Ugur Gençer
  09-03-2023 15:59:00

Sen alanım genişlesin diye kolon kesersen

Sen alanım genişlesin diye kolon kesersen
Ben tuğla örüp kat döşersem
O para hırsıyla açgözlülük yapar doymak bilmezse
Onlar işini düzgün yapmazsa
Şunlar A4 sonuna imza atarken yazana değil hatıra
bakarsa
Bizler olumsuzluklara göz yumarsak
Mütehattitlerden nemalanmak uğruna gören gözler de
görüp gördüğünü yazmazsa
İmar affı çıktı, nasıl olsa çıkacak “yapı kayıt” belgesini
aldım, alırım diyenler varolduğu sürece
İnşaat yapanlar özellikle siyaset içinde boy gösterip
kendilerince dokunulmazlıkları olduğunu düşündükleri
müddetçe
Sen, ben, o, onlar, şunlar bitmediği sürece
Gözler kör, kulaklar sağır olduğu müddetçe ne bu acılar
son bulur nede geçmişten ders alınır.
“Deprem değil bina öldürür.” Sözü yine belli bir zaman
dillerde dolaşacak ve bir süre sonra unutulacak!
Bence bina da öldürmez binayı “Deprem yönetmeliğine
ve imara uygun olmadan yapan ve satarken taahhüt
eden zihniyetinde hırsızlık olan müteahhitlerin yaptığı
 
binalar öldürür. Unutmayın niteliksiz hırsız malından,
nitelikli hırsız hem canından hem malından eder.
Ne yazık ki sadece evinin başköşesine, vitrinine
sevdiklerinin resmini koyan, bayramlarda kabristana
gidip dua edenler sevdiklerini bir ömür boyu
unutamayacaklar her yıl dönümlerinde ciğerleri ilk günkü
gibi yanacak.
Dünden bugüne meydana gelen tüm depremler
sonrasında olduğu gibi elbette hepimiz yaşadığı acılar
ortak olsa da bu acıları bizzat kan bağı olanların
yaşadığı kadar belki derinden hissedemeyeceğiz.
Yaşanılan acıların tarifi olmaz
Yaşanan acılar kabuk tutmaz
Yaşananlara sebep olan eksiklikler giderilemez
Akan gözyaşları dindirilemez
Gidenler geri gelmez!
Rabbim herkese sabırlar versin.
Tek temennimiz bu deprem diğer depremler gibi
unutulmasın!
Unutulmasın derken meydana gelebilecek depremlerde
ocaklar sönmesin! Gözyaşları dökülmesin!
Depreme hazır mıyız? Sorusuna kaçımız evet
diyebilecek? Desek bile neye göre kime göre evet
denildiğine de bakmak gerekir.

## Yapılacak İş
Deprem ve binalar üzerine yazıda "Bence bina da" sözlerinden "gibi yanacak." sözlerine kadar uzanan bölümü hiçbir değişiklik yapmadan kopyalayın.

## Gösterilen Veriler
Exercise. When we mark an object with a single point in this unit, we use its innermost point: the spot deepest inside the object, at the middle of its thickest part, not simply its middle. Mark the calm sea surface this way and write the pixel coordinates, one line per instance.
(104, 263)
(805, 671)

## Beklenen Çıktı
Bence bina da öldürmez binayı “Deprem yönetmeliğine
ve imara uygun olmadan yapan ve satarken taahhüt
eden zihniyetinde hırsızlık olan müteahhitlerin yaptığı
 
binalar öldürür. Unutmayın niteliksiz hırsız malından,
nitelikli hırsız hem canından hem malından eder.
Ne yazık ki sadece evinin başköşesine, vitrinine
sevdiklerinin resmini koyan, bayramlarda kabristana
gidip dua edenler sevdiklerini bir ömür boyu
unutamayacaklar her yıl dönümlerinde ciğerleri ilk günkü
gibi yanacak.